** BEGIN TASK DATA **
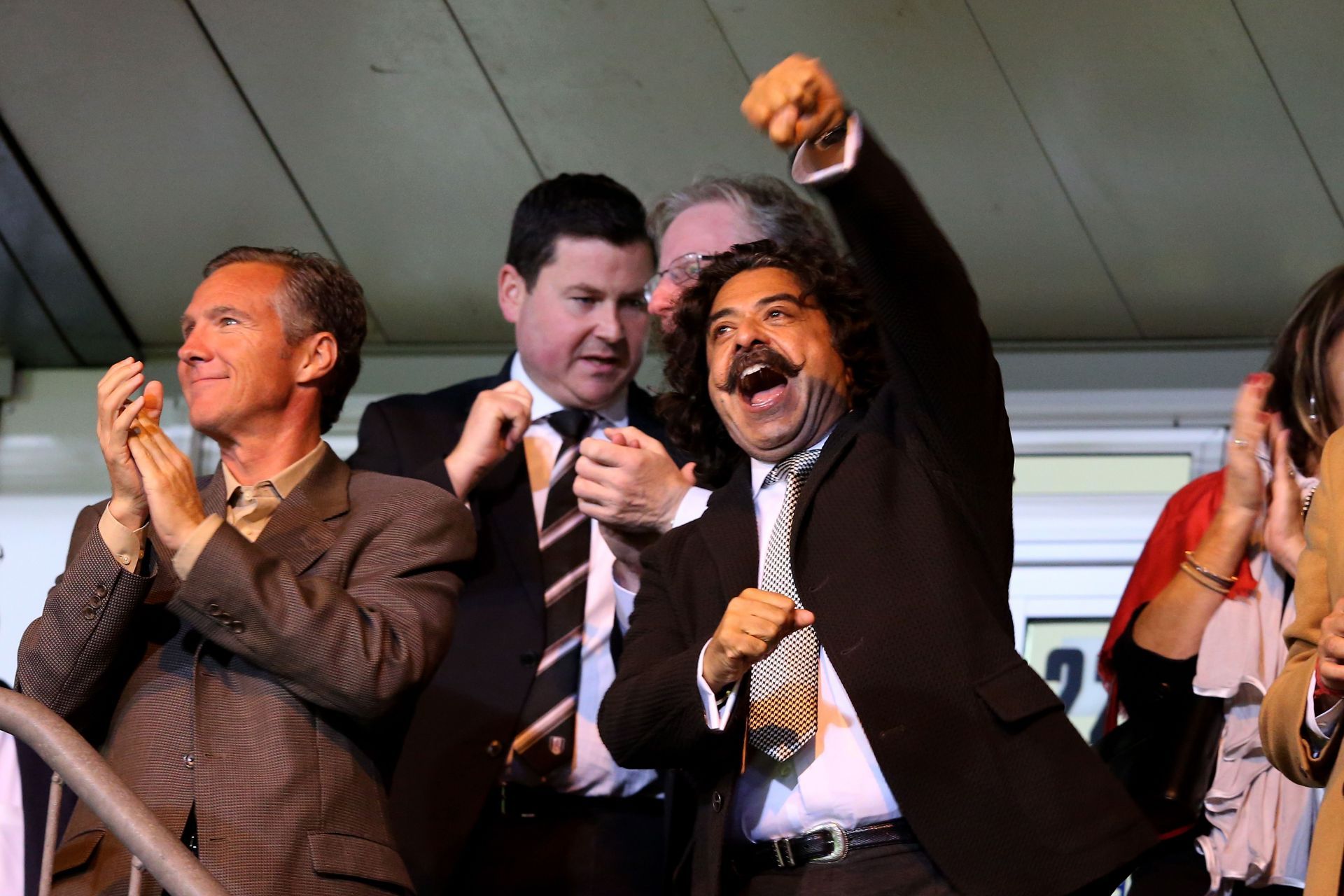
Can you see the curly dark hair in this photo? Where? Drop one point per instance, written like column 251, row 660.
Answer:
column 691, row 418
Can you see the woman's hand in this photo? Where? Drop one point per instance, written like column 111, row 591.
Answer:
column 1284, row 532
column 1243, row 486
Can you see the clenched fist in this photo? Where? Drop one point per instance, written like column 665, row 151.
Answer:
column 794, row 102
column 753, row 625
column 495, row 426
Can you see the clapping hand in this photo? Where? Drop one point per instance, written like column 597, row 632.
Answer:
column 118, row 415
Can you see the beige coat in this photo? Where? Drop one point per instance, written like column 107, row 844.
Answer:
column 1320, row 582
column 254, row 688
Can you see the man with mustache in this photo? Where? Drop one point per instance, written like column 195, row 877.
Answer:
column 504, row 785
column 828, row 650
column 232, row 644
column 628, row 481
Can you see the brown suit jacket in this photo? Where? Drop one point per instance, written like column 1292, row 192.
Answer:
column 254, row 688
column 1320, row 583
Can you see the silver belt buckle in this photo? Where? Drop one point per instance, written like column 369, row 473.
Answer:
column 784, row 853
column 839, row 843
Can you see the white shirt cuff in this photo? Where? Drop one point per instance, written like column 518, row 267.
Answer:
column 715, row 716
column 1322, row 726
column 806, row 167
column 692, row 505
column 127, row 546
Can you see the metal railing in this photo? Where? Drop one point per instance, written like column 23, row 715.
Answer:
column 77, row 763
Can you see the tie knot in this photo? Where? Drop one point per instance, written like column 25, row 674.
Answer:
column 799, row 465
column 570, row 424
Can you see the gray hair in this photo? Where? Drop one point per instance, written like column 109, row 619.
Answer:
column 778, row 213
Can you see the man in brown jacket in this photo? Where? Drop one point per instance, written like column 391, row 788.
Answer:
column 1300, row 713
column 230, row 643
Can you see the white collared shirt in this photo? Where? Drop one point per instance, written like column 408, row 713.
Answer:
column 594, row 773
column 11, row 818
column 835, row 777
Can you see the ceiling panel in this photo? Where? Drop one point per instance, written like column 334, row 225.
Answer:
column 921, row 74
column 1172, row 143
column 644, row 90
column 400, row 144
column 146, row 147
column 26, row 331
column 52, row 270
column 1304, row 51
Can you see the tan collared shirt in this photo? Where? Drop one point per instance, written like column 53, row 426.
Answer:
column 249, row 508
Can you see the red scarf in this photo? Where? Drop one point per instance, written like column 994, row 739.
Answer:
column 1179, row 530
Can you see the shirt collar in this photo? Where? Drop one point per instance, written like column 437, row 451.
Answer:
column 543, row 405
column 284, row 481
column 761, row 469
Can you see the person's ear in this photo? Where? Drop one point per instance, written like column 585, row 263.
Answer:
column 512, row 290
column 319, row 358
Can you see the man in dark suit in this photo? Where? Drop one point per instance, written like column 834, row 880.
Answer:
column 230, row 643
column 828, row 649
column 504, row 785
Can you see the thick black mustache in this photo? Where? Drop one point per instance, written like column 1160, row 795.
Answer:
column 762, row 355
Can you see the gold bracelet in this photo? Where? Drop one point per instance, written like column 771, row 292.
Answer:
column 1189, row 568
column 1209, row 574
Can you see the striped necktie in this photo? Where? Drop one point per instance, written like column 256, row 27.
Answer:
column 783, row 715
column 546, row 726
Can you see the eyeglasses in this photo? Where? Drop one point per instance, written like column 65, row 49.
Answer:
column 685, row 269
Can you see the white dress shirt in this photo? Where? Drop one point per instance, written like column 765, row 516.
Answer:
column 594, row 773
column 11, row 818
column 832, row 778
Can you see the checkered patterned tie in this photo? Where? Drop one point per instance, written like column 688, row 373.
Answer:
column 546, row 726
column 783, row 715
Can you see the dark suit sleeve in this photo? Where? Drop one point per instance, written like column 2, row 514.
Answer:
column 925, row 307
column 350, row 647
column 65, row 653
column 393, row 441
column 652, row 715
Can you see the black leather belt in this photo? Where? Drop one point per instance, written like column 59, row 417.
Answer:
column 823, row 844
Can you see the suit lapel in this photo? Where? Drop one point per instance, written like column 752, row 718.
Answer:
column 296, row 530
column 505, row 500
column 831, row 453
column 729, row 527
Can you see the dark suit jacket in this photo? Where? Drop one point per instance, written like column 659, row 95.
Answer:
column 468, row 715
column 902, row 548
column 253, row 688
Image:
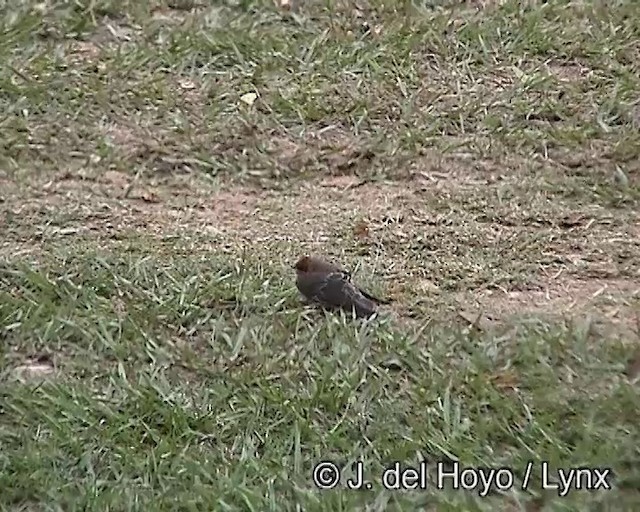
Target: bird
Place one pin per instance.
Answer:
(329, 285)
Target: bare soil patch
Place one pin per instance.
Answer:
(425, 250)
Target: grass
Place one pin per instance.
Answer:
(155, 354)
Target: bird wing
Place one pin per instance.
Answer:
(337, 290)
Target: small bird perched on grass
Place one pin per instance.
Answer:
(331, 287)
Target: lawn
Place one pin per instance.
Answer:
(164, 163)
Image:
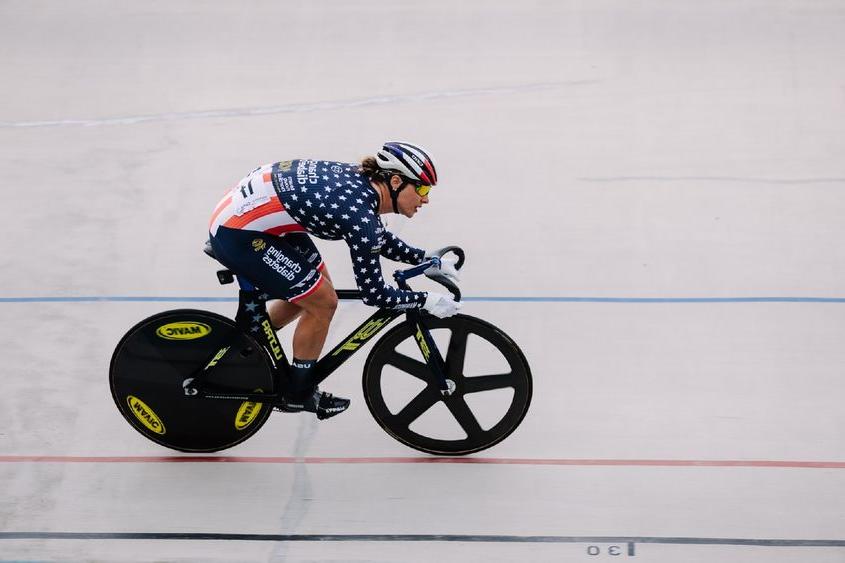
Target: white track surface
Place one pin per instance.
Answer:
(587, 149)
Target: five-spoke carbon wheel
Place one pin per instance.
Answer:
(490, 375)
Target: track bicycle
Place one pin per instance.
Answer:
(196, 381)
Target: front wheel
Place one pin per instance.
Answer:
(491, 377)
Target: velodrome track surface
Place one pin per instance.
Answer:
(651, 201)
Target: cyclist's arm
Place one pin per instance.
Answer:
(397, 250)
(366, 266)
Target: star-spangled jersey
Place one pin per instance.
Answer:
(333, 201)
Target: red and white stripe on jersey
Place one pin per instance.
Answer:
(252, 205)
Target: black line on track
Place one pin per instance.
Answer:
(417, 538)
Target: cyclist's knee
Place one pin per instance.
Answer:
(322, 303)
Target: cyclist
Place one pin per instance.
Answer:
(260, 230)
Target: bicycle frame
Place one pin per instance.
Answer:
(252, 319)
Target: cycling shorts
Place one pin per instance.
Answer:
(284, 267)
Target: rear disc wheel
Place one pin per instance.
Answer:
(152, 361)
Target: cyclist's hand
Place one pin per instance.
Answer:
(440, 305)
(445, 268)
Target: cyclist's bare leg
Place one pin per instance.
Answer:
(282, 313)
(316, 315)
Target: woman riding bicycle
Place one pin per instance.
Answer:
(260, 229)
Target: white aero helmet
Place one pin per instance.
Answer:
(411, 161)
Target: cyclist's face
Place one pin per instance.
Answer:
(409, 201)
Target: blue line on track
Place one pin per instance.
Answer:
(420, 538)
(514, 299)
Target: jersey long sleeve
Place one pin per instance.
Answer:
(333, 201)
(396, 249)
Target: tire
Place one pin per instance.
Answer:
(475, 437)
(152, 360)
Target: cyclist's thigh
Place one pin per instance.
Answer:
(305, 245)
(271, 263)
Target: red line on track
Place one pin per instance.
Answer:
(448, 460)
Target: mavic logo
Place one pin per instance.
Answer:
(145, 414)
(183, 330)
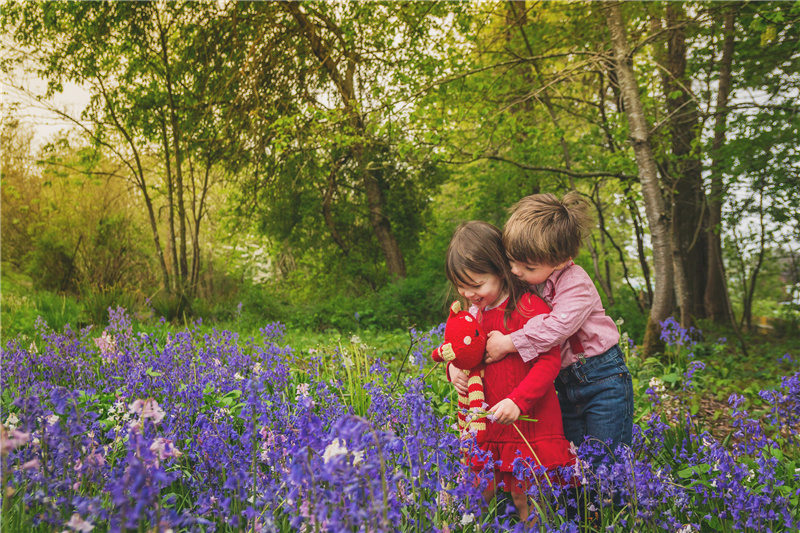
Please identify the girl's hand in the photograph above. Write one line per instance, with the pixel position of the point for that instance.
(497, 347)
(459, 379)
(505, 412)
** END TASK DATA **
** BEGIN TASK DATA **
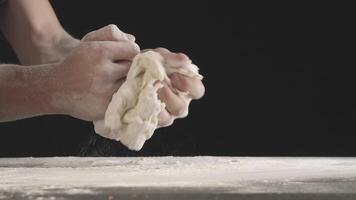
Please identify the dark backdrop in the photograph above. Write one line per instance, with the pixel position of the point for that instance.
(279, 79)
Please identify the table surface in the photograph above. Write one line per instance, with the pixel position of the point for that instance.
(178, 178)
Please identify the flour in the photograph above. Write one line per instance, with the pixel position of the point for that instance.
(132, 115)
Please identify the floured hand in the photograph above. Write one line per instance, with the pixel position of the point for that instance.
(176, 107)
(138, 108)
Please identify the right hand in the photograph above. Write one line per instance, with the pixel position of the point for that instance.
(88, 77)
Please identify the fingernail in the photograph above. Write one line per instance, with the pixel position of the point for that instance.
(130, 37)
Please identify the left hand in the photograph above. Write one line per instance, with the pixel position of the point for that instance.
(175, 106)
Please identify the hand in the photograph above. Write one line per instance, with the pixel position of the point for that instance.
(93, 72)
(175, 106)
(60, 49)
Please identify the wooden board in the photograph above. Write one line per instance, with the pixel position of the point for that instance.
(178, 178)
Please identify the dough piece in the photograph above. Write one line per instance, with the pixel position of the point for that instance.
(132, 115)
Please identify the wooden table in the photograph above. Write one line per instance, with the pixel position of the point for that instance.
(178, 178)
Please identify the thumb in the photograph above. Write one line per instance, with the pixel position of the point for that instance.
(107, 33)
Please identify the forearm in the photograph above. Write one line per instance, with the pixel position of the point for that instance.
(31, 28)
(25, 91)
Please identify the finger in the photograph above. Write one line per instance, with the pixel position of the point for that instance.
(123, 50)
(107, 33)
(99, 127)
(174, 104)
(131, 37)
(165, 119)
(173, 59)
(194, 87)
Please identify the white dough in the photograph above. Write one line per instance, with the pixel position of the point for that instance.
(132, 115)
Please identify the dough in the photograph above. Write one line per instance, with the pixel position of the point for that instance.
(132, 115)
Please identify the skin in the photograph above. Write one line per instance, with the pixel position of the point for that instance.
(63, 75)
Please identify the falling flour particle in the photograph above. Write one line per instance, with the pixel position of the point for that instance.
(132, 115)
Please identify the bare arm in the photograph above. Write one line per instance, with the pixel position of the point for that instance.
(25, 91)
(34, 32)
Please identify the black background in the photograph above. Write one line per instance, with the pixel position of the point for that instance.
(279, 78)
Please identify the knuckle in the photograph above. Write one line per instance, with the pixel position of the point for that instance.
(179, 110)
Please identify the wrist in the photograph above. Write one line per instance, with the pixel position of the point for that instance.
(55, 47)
** END TASK DATA **
** BEGIN TASK DATA **
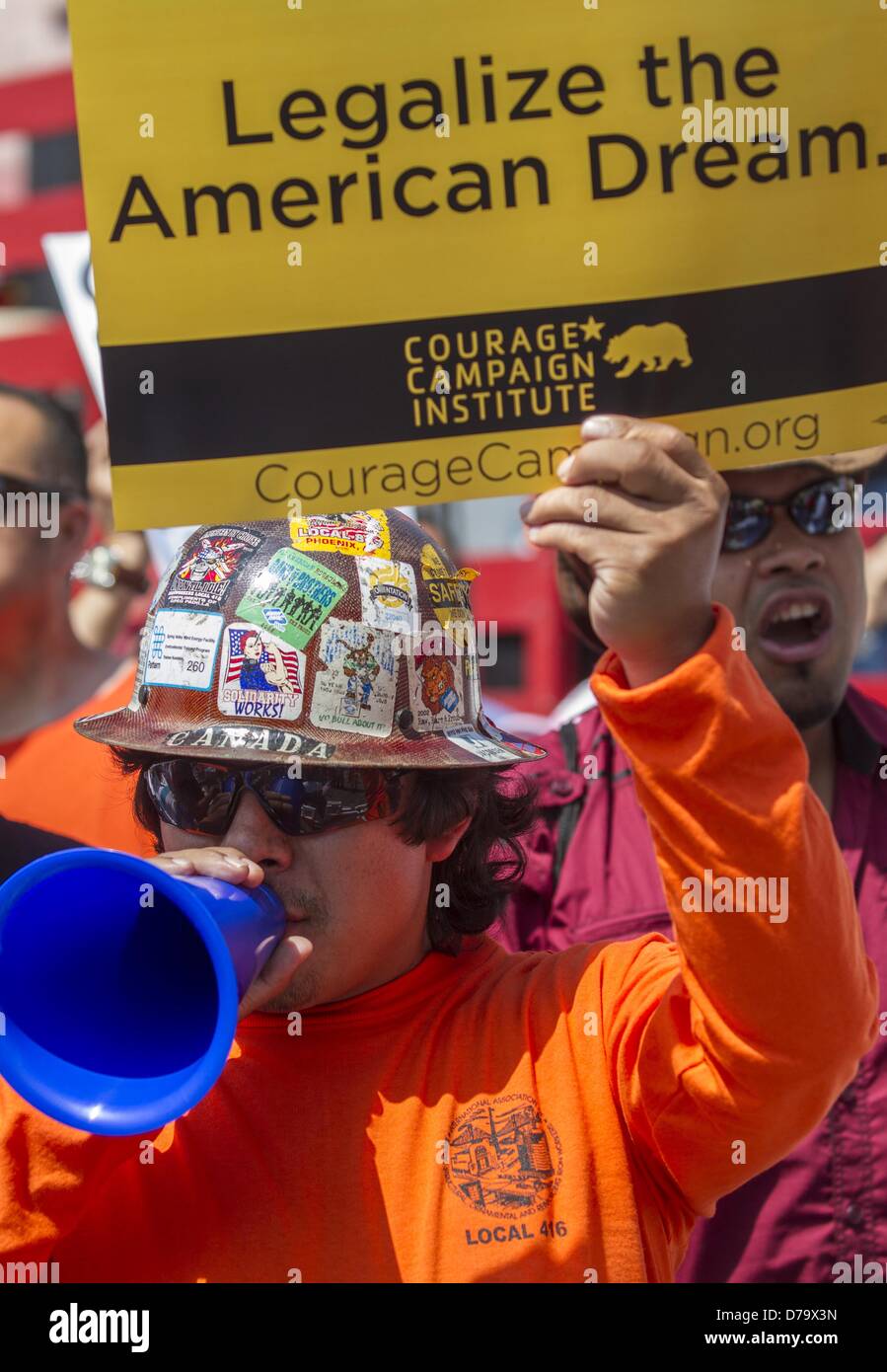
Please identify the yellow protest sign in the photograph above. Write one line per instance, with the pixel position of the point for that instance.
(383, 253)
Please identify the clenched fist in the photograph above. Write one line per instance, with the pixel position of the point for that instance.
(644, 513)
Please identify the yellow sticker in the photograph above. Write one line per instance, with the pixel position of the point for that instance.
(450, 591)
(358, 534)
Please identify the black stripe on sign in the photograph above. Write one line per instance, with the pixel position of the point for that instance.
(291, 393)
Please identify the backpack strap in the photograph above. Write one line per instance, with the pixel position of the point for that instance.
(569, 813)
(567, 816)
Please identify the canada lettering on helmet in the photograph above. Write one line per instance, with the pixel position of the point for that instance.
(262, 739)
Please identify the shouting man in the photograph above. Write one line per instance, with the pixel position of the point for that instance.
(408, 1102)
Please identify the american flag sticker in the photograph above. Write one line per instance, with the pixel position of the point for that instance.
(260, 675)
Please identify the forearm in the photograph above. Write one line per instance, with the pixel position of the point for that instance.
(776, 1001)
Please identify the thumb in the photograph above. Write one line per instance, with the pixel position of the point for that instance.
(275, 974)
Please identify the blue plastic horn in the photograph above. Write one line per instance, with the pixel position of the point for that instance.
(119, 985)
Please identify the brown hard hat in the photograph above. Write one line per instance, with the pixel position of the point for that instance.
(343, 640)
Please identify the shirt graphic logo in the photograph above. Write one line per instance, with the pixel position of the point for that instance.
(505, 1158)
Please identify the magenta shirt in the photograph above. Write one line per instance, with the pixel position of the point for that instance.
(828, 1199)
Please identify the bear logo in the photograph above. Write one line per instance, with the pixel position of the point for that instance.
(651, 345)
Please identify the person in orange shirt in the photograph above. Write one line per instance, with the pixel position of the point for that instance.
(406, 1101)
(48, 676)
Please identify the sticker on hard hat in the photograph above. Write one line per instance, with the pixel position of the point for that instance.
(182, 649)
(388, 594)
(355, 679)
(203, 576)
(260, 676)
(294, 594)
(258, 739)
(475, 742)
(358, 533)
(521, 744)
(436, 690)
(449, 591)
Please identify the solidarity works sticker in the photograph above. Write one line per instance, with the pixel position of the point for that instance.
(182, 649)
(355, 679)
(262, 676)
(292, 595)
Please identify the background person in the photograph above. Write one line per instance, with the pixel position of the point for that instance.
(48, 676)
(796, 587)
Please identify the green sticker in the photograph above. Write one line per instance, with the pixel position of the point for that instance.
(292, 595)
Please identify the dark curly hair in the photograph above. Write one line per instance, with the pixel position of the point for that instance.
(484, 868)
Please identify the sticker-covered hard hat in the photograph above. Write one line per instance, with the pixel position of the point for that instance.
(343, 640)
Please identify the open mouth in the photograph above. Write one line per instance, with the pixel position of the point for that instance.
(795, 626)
** END TASK DATA **
● WHAT NEEDS TO BE DONE
Reproduce the lines between the ones holding "Can you see the curly" and "column 1243, row 486", inclusive, swapping "Drop" for "Place" and leaving everything else unchanged.

● FINAL RESULT
Can you see the curly dark hair in this photo? Where? Place one point per instance, written like column 251, row 660.
Answer:
column 691, row 418
Can you see the woman's hand in this photo? Where? Place one point per instance, written like column 111, row 591.
Answer:
column 1284, row 532
column 1243, row 486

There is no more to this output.